Extracted data entries
────────────────────────────────────────

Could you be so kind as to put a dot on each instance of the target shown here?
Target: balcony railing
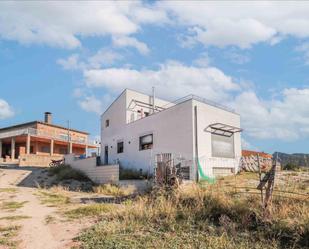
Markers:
(43, 133)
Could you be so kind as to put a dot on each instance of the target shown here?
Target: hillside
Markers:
(298, 159)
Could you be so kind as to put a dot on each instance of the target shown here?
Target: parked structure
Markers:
(36, 143)
(197, 133)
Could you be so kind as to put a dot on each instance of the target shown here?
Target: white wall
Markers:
(98, 174)
(172, 133)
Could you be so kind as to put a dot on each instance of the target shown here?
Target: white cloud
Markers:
(6, 111)
(284, 118)
(171, 80)
(237, 57)
(62, 24)
(103, 57)
(239, 23)
(125, 41)
(91, 104)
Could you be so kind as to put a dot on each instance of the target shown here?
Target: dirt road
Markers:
(35, 231)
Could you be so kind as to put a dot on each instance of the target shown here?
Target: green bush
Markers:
(66, 172)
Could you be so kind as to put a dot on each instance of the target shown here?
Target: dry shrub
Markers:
(114, 190)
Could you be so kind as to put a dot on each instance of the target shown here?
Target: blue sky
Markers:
(74, 58)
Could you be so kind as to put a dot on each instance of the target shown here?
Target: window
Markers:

────────────────────────────────────────

**Task directions**
Please scale the material above: write out every line of it again, including the wording, but multiply each marker coordinate by 2.4 and round to the nearest whole number, with halves going up. Leave the picture out of your answer.

**Complete answer**
Could you be so kind as to put a dot on each instance of the target shown here?
Target: balcony railing
Markers:
(103, 319)
Could you be so kind as to put a dot on each instance of the target shown here?
Target: hillside
Markers:
(715, 382)
Could you be so kind as to put a dot on each instance of the target shown here?
Target: parked structure
Markers:
(86, 343)
(473, 319)
Could you be so kind as to put a dot on each instance of the target shown here?
Target: white wall
Markers:
(235, 418)
(413, 319)
Could you be so kind as to put a dot on each instance of the target shown here?
Target: white cloud
Markers:
(14, 266)
(682, 283)
(410, 192)
(569, 137)
(149, 58)
(247, 137)
(574, 55)
(300, 98)
(218, 250)
Could you be so kind as to put a dot on each instance of the target shown here?
Target: dirt road
Markers:
(84, 554)
Could you be so kind as to put a dot on each instance of the target shown here?
Target: green bush
Markers:
(158, 413)
Could you be so kind as to put a dot on each instance of the target shown here?
Target: dry shrub
Markers:
(274, 456)
Could you be so kind as to put a dot on each instance of the target shown here?
Target: blue sky
Markers:
(178, 139)
Could you be so kind as to put a dot on each instance of the target shown here?
Target: window
Markers:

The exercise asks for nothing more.